MATERIAL SUPPLIED =
╔══

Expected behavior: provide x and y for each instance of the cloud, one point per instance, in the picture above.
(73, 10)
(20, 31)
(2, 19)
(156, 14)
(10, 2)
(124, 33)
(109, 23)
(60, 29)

╚══

ABOUT THIS TASK =
Set all of the records down again, exactly as they stand.

ANSWER BOX =
Expected behavior: provide x and y for each instance of the cloud, one point per instance, in the picture above.
(73, 10)
(20, 31)
(2, 19)
(156, 14)
(10, 2)
(124, 33)
(109, 23)
(60, 29)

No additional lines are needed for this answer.